◆ Extract to read:
+ + + +

United States Court of Appeals, Third Circuit

June 29, 2017

MATTIE HALLEY; SHEM ONDITI; LETICIA MALAVE; TEMPORARY ADMINISTRATOR OF THE ESTATE OF SERGIO DE LA CRUZ, On Behalf of Themselves and All Others Similarly Situated
v.
HONEYWELL INTERNATIONAL, INC.; PPG INDUSTRIES, INC. Maureen Chandra, Appellant

          ARGUED: January 17, 2017

         On Appeal from the United States District Court for the District of New Jersey (D.C. Civil Action No. 2-10-cv-03345) District Judge: Honorable Esther Salas

          Thomas Paciorkowski, Esq. [ARGUED] Jersey City, N.J. 07304 Rui O. Santos, Esq. Shebell & Shebell Counsel for Appellant

          Allan Kanner, Esq. Elizabeth B. Petersen, Esq. Kanner & Whiteley, Ned I. Miltenberg, Esq. National Legal Scholars Law Anthony Z. Roisman, Esq. [ARGUED] Counsel for Appellees Mattie Halley, Shem Onditi, Leticia Malave, and Temporary Administrator of the Estate of Sergio De La Cruz

          Michael D. Daneker, Esq. Allyson T. Himelfarb, Esq. Arnold & Porter Kaye Scholer, Michael R. McDonald, Esq. Gibbons One Gateway Center Newark, Counsel for Appellee Honeywell International Inc.

+ + + +

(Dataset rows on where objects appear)

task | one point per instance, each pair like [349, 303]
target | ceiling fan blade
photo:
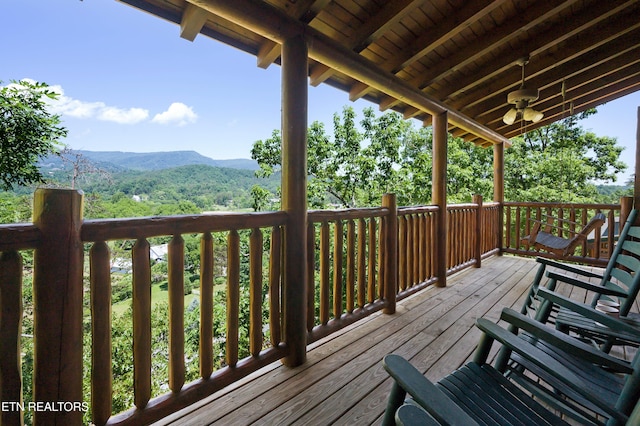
[530, 114]
[510, 117]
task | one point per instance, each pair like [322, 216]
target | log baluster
[101, 367]
[141, 323]
[362, 262]
[233, 297]
[10, 332]
[275, 262]
[324, 273]
[351, 265]
[176, 312]
[205, 349]
[255, 294]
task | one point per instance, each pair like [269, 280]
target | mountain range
[144, 161]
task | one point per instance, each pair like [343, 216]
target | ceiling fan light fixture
[520, 99]
[510, 117]
[530, 114]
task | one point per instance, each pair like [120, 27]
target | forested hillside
[112, 190]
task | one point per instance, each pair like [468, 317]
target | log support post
[636, 184]
[477, 247]
[390, 253]
[498, 190]
[439, 194]
[294, 196]
[57, 304]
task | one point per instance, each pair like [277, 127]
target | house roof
[424, 57]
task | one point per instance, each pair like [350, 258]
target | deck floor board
[343, 382]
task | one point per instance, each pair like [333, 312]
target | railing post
[439, 195]
[498, 194]
[626, 205]
[477, 199]
[294, 196]
[10, 332]
[391, 253]
[57, 301]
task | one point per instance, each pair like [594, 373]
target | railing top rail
[147, 227]
[344, 214]
[19, 236]
[462, 206]
[416, 210]
[562, 205]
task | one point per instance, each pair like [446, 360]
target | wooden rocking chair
[544, 239]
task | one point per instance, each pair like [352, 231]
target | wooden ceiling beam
[410, 112]
[305, 11]
[375, 27]
[438, 34]
[605, 58]
[600, 96]
[591, 16]
[501, 36]
[606, 72]
[272, 23]
[193, 19]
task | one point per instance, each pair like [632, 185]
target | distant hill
[164, 160]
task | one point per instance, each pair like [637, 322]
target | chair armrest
[544, 361]
[586, 285]
[565, 342]
[568, 268]
[412, 415]
[425, 393]
[589, 312]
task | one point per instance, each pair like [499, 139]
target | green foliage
[28, 132]
[355, 167]
[560, 162]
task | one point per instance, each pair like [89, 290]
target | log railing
[141, 230]
[520, 218]
[359, 261]
[345, 276]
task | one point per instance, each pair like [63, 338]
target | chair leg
[396, 399]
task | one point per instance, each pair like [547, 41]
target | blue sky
[130, 83]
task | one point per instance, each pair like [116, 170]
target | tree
[560, 162]
[387, 155]
[28, 132]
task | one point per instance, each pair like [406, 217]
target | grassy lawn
[157, 295]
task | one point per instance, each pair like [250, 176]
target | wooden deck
[343, 382]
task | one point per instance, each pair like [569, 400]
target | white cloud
[123, 116]
[68, 106]
[178, 113]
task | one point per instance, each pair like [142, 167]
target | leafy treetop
[28, 132]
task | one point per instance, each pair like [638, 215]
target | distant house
[156, 254]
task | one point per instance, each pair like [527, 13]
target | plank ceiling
[428, 56]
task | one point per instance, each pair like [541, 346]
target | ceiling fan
[520, 99]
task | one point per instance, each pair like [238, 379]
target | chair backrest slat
[629, 262]
[623, 276]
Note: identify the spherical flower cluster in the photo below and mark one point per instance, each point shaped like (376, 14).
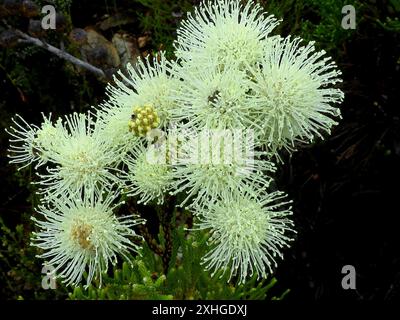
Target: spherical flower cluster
(224, 33)
(83, 160)
(292, 85)
(83, 236)
(210, 98)
(149, 175)
(31, 144)
(212, 162)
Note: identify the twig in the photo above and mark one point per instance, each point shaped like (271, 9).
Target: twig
(61, 54)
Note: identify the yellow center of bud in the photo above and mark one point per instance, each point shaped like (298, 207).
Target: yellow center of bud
(144, 119)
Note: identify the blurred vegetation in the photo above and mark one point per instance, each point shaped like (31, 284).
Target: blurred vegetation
(33, 81)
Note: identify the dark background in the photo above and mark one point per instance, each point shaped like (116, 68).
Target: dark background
(345, 188)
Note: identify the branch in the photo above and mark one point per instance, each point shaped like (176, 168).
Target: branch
(61, 54)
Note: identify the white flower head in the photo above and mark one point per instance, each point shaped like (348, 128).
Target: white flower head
(248, 232)
(31, 144)
(80, 236)
(293, 84)
(224, 33)
(148, 83)
(83, 160)
(114, 125)
(149, 174)
(215, 161)
(215, 99)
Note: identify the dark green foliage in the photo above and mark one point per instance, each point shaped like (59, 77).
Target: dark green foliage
(161, 18)
(21, 272)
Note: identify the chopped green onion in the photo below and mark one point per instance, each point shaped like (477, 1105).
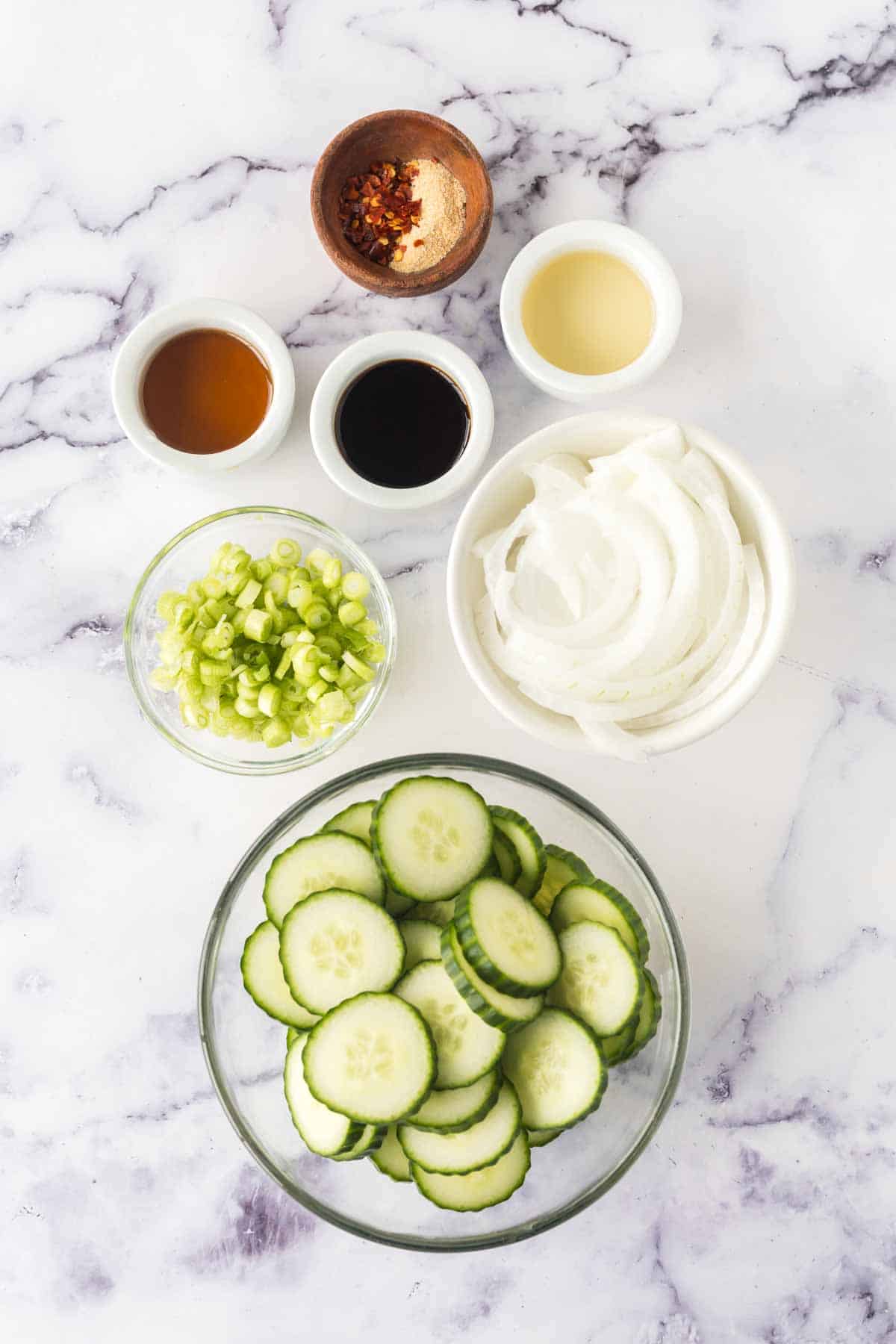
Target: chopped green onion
(269, 699)
(249, 593)
(285, 553)
(359, 667)
(258, 625)
(316, 616)
(351, 613)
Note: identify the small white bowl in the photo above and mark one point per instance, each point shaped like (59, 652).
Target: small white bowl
(590, 235)
(375, 349)
(193, 315)
(504, 491)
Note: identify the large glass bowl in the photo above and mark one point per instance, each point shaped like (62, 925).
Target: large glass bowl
(245, 1048)
(186, 558)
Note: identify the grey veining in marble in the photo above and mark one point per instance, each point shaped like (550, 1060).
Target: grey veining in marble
(155, 152)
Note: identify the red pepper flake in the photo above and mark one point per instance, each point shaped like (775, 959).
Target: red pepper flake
(376, 208)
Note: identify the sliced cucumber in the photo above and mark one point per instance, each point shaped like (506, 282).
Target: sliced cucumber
(481, 1189)
(507, 858)
(467, 1046)
(432, 836)
(440, 912)
(319, 863)
(615, 1048)
(527, 841)
(477, 1147)
(396, 903)
(390, 1157)
(335, 945)
(373, 1060)
(264, 979)
(507, 941)
(602, 980)
(370, 1142)
(561, 868)
(354, 820)
(492, 1006)
(422, 941)
(648, 1018)
(558, 1070)
(324, 1130)
(541, 1137)
(455, 1109)
(603, 903)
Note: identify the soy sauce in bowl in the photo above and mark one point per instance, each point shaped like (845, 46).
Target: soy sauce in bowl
(402, 423)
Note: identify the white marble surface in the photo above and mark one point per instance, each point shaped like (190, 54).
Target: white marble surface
(156, 152)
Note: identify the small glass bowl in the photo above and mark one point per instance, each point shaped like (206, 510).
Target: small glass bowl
(186, 558)
(245, 1048)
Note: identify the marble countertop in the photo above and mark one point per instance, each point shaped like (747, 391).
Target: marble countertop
(156, 152)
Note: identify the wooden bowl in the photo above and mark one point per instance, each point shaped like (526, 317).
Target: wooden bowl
(401, 134)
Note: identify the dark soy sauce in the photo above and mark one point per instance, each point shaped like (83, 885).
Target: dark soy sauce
(402, 423)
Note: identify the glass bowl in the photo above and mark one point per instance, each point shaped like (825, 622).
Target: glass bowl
(186, 558)
(245, 1048)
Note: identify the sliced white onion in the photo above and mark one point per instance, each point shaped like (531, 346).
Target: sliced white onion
(617, 596)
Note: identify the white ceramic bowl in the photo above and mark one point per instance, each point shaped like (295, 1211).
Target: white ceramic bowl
(195, 314)
(590, 235)
(503, 494)
(375, 349)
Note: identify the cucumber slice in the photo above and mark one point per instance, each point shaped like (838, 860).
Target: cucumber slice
(482, 1144)
(422, 941)
(558, 1070)
(354, 820)
(497, 1008)
(477, 1189)
(440, 912)
(561, 868)
(335, 945)
(541, 1137)
(319, 863)
(603, 903)
(432, 836)
(396, 903)
(373, 1060)
(527, 841)
(615, 1048)
(602, 980)
(264, 979)
(648, 1018)
(455, 1109)
(323, 1129)
(390, 1157)
(507, 941)
(467, 1048)
(370, 1142)
(507, 858)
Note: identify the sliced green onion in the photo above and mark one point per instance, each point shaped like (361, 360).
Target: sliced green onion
(269, 699)
(249, 593)
(351, 613)
(258, 625)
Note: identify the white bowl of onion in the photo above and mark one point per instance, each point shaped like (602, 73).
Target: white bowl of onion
(620, 584)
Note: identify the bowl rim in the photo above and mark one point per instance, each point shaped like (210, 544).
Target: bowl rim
(775, 551)
(364, 354)
(381, 280)
(312, 756)
(641, 255)
(172, 320)
(208, 964)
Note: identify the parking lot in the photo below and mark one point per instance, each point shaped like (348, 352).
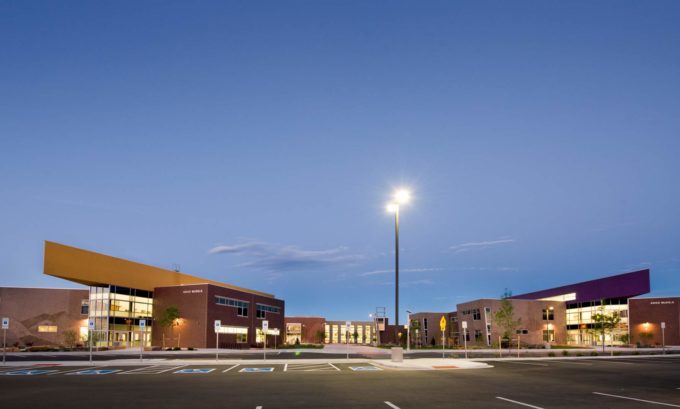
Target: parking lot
(544, 384)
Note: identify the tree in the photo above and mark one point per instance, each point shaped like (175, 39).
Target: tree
(646, 337)
(321, 336)
(414, 327)
(70, 338)
(170, 319)
(604, 322)
(504, 317)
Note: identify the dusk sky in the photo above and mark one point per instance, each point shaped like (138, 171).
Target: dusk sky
(257, 143)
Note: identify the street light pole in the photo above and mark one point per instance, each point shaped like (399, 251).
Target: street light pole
(401, 196)
(408, 330)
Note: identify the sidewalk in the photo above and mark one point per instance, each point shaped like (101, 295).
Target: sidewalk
(429, 364)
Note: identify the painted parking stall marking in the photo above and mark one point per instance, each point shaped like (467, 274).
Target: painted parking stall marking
(151, 370)
(194, 370)
(365, 368)
(311, 367)
(516, 402)
(94, 372)
(29, 372)
(257, 370)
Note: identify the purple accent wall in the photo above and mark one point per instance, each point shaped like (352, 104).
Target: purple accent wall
(618, 286)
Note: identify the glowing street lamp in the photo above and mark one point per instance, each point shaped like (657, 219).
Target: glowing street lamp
(401, 197)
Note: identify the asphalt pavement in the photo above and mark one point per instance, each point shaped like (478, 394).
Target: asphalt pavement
(623, 383)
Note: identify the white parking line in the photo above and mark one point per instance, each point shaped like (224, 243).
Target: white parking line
(615, 361)
(69, 371)
(572, 362)
(312, 367)
(172, 369)
(518, 403)
(636, 399)
(525, 363)
(10, 369)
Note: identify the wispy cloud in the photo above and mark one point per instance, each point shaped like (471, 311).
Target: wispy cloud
(278, 257)
(423, 281)
(478, 245)
(403, 270)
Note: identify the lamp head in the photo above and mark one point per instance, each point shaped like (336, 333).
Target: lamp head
(402, 196)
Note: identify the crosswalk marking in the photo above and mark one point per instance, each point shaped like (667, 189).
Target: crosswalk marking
(69, 371)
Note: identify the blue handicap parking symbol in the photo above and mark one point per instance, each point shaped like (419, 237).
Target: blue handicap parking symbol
(364, 368)
(195, 370)
(94, 372)
(28, 372)
(257, 370)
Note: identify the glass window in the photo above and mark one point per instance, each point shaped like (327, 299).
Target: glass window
(549, 314)
(549, 335)
(478, 335)
(84, 307)
(241, 306)
(476, 315)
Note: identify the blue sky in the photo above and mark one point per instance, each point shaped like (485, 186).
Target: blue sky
(257, 143)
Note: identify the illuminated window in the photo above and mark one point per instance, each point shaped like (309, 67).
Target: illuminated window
(262, 310)
(84, 307)
(549, 314)
(241, 306)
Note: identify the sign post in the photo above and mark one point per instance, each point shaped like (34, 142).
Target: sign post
(663, 337)
(347, 324)
(265, 330)
(5, 326)
(90, 327)
(465, 337)
(218, 326)
(142, 332)
(442, 326)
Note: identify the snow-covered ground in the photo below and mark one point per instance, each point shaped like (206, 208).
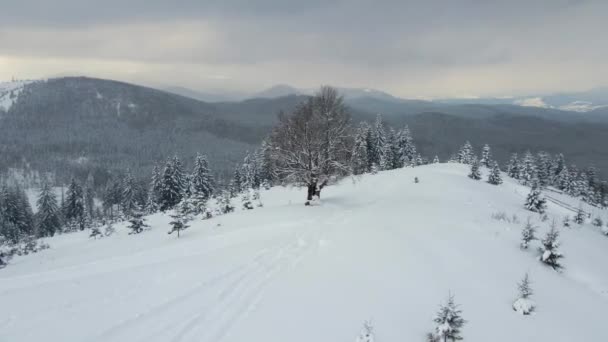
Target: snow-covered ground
(381, 248)
(9, 92)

+ + + +

◆ Exercise requirements:
**A.** According to the court caption, on what date was the appeal argued?
**B.** List every party named before "v." in the court caption.

◆ Responses:
**A.** January 17, 2017

**B.** Mattie Halley; Shem Onditi; Leticia Malave; Temporary Administrator of the Estate of Sergio De La Cruz